§ To-do list:
1. Reproduce verbatim the passage of the article on the Virginia gunman's sister from "The shooter was" up to and including "understand the shootings.".
2. According to the article on the Virginia gunman's sister, where did Sun-Kyung Cho intern during the summer before her senior year?

Sister of Virginia gunman belongs to Class of 2004

Title

Sister of Virginia gunman belongs to Class of 2004

Description

By Michael Juel-Larsen
Princetonian Senior Writer

Though Monday's shootings at Virginia Tech had already cast a shadow over campus, the news yesterday morning that the gunman's older sister is a recent Princeton alumna brought the tragedy even closer to home.

Sun-Kyung Cho '04 was an economics major who interned at the U.S. Embassy in Bangkok during the summer before her senior year and wrote briefly for The Daily Princetonian. She now works as a "State Department contractor," The Washington Post reported yesterday, and was listed on Princeton's alumni directory as living in Centreville, Va., with her parents.

The shooter was identified early yesterday morning as 23-year-old Virginia Tech senior Cho Seung-Hui. Later in the morning, the Chicago Tribune's "The Swamp" blog reported that Cho had a sister who graduated from the University.

Sun-Kyung Cho's and Cho Seung-Hui's home addresses in Centreville, Va., are identical. Reached on her cell phone yesterday afternoon, Sun-Kyung declined to be interviewed for this article.

At Princeton, Cho wrote her senior thesis on "ethnic enclave[s] and wage earning" among Korean immigrants in California. Her thesis adviser, economics professor Orley Ashenfelter, could not be reached for comment yesterday.

In the past two days, intense national media scrutiny has been focused on the Cho family as the public struggles to understand the shootings.

§ Entries provided:
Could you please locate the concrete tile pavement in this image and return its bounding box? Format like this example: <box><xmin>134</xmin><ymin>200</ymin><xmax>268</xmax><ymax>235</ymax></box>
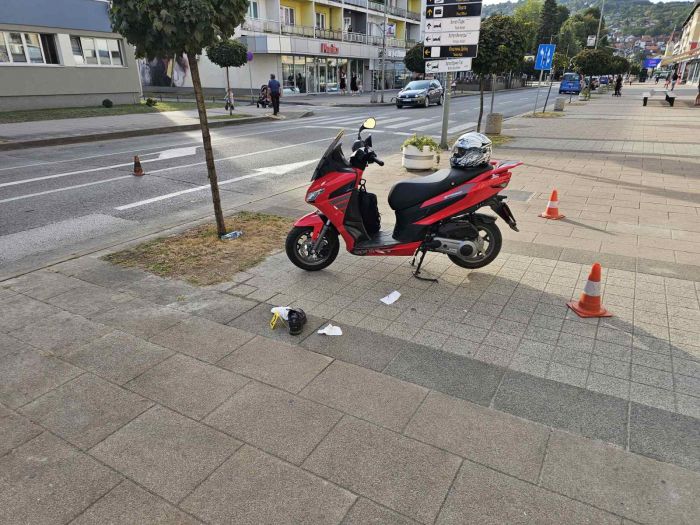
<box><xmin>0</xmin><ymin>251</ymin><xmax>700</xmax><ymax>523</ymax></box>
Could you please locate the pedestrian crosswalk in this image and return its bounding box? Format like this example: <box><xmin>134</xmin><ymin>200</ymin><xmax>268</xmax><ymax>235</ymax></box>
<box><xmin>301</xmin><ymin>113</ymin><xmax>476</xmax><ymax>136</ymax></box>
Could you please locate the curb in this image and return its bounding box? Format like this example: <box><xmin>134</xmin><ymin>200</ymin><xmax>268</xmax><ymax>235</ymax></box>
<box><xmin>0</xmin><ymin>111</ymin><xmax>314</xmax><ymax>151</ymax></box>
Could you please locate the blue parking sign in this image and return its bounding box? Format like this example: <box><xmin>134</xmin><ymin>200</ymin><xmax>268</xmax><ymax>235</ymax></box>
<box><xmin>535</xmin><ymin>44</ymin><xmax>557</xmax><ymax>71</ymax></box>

§ Task responses:
1.
The shooter was identified early yesterday morning as 23-year-old Virginia Tech senior Cho Seung-Hui. Later in the morning, the Chicago Tribune's "The Swamp" blog reported that Cho had a sister who graduated from the University.

Sun-Kyung Cho's and Cho Seung-Hui's home addresses in Centreville, Va., are identical. Reached on her cell phone yesterday afternoon, Sun-Kyung declined to be interviewed for this article.

At Princeton, Cho wrote her senior thesis on "ethnic enclave[s] and wage earning" among Korean immigrants in California. Her thesis adviser, economics professor Orley Ashenfelter, could not be reached for comment yesterday.

In the past two days, intense national media scrutiny has been focused on the Cho family as the public struggles to understand the shootings.

2. She interned at the U.S. Embassy in Bangkok.